TASK OBJECTIVE: Return every record below exactly as written, omitting any pictures.

ITEMS:
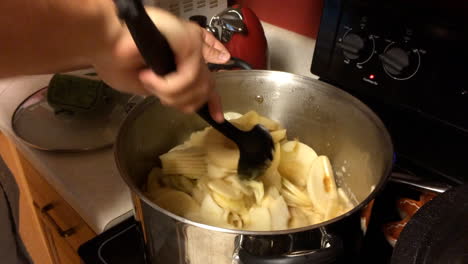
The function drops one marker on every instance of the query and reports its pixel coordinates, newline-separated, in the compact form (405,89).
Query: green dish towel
(76,94)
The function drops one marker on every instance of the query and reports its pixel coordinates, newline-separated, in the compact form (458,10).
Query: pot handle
(419,183)
(331,249)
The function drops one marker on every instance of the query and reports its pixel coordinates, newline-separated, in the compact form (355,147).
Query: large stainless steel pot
(328,119)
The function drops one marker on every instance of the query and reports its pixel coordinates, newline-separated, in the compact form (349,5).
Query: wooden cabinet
(50,228)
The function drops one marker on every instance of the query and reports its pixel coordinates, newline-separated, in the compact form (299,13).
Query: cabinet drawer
(54,210)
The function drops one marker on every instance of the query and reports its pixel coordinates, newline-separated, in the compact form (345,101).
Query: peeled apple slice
(347,205)
(197,138)
(279,214)
(258,190)
(271,177)
(176,202)
(247,121)
(237,206)
(302,197)
(313,216)
(260,219)
(268,123)
(321,185)
(215,172)
(210,212)
(296,159)
(232,115)
(221,151)
(243,186)
(189,162)
(298,218)
(153,179)
(278,135)
(224,189)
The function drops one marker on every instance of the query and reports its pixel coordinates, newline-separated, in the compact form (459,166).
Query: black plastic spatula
(256,146)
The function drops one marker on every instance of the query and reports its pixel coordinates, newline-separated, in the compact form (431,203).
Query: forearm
(45,36)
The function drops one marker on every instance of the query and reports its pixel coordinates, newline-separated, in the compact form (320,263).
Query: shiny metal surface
(419,183)
(37,124)
(331,121)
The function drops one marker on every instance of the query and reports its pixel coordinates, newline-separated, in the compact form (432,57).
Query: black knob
(352,46)
(395,60)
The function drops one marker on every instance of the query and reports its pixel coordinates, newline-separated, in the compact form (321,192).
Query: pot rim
(150,100)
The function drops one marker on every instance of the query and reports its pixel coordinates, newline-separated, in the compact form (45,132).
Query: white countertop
(90,182)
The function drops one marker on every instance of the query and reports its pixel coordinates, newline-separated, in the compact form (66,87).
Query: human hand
(189,87)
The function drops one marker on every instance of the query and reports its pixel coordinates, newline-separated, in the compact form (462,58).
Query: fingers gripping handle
(152,45)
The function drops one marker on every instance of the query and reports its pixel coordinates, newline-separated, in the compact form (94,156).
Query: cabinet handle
(45,213)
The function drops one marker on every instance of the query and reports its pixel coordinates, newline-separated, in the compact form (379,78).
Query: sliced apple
(279,214)
(221,151)
(215,172)
(210,212)
(321,185)
(295,162)
(258,190)
(278,135)
(236,183)
(298,218)
(176,202)
(232,115)
(237,206)
(153,179)
(271,177)
(225,189)
(301,196)
(260,219)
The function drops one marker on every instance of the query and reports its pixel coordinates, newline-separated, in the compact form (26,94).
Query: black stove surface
(118,245)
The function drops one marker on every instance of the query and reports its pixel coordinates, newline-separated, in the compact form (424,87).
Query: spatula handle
(154,47)
(226,128)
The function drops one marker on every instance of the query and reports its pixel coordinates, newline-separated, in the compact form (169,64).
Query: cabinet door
(62,252)
(30,229)
(62,229)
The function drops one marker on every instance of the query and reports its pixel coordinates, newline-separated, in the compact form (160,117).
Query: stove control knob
(399,63)
(352,45)
(395,60)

EXERCISE SOLUTION:
The function drops one marker on every instance of the query and reports its pixel coordinates, newline-separated, in the compact form (405,89).
Query: green dish towel
(76,94)
The function drops one marker on every instance of the query and reports its pixel coordinates, newline-separated, in the compact form (458,10).
Query: pot handle
(419,183)
(331,249)
The function drops one marker on every instance of the query and reports its pixel coordinates, newline-separated, in the compact form (355,147).
Query: large stainless steel pot
(328,119)
The function drops one marker on every instance of the query and reports its pixel coordinates, newline-separated, in the compact form (349,5).
Query: wooden cabinet
(50,228)
The function drops one marker on every instance of the query and reports its pixel coordinates, newline-separated, in the compact form (299,13).
Query: cabinet drawer
(54,210)
The function drops one marker on every instance of the query and reports its pixel coordinates, newline-separated, in the compact form (345,101).
Query: peeled apple slice
(347,205)
(197,138)
(279,214)
(258,190)
(271,177)
(176,202)
(247,121)
(237,206)
(302,197)
(313,216)
(260,219)
(268,123)
(321,185)
(215,172)
(210,212)
(296,159)
(232,115)
(221,151)
(243,186)
(189,162)
(298,218)
(153,179)
(278,135)
(224,189)
The function drops one marker on every instance of the query and reports its pixel coordinates, newline-separated, in the compact form (459,166).
Query: black plastic spatula
(256,146)
The function drops one marker on every instance of the query and reports its pixel coordinates, newline-separated, in the compact form (431,203).
Query: forearm
(45,36)
The function drops one marker on every instance of the query and reports its pixel coordinates, newline-separated, in the compact form (320,263).
Query: shiny metal surface
(419,183)
(37,124)
(331,121)
The function drops one marker on every instance of the query and reports its pixel coordinates, newline-separated, in the compact form (432,57).
Query: black knob
(352,46)
(395,60)
The function drops one marker on every instance of the query and reports its pixel coordinates, newline-separated, in the compact form (321,192).
Query: pot rim
(150,100)
The function drops one marker on every instance of the query and reports its pixel coordinates, newline-separated, in the compact form (45,132).
Query: white countertop
(90,182)
The function drops one marker on every instance of the query and reports its pixel coordinates, newline-separated, in the compact form (66,87).
Query: human hand
(189,87)
The function drops one marker on every instance of the query and reports its pixel coordinates, newline-separated, in the compact form (462,58).
Query: fingers gripping handle
(152,45)
The function drops one marker on every instance of the query and reports its pixel coordinates, newline-separated, in the compact form (94,156).
Query: cabinet handle
(45,213)
The function drops one marker on every instance of the query and reports its pixel coordinates, newline-separated, in the compact form (379,78).
Query: sliced apple
(279,214)
(221,151)
(215,172)
(210,212)
(321,185)
(295,162)
(258,190)
(278,135)
(236,183)
(298,218)
(176,202)
(232,115)
(237,206)
(153,179)
(271,177)
(225,189)
(301,196)
(260,219)
The function drops one marker on every instance of the query and reports its pixel coordinates, newline-separated, in the compact form (26,94).
Query: black stove surface
(118,245)
The function drops one marker on every instance of the query and reports its pixel coordinates, newline-separated, in the compact form (424,87).
Query: spatula handle
(154,47)
(226,128)
The function drops one marker on every instance of the query and reports its pixel coordinates, newline-separated, in the compact form (169,64).
Query: cabinet door
(62,252)
(30,229)
(62,229)
The function drops one marker on every instance of the query and reports its pixel coordinates, newline-separated, in the compact form (160,117).
Query: stove control knob
(399,63)
(352,45)
(395,60)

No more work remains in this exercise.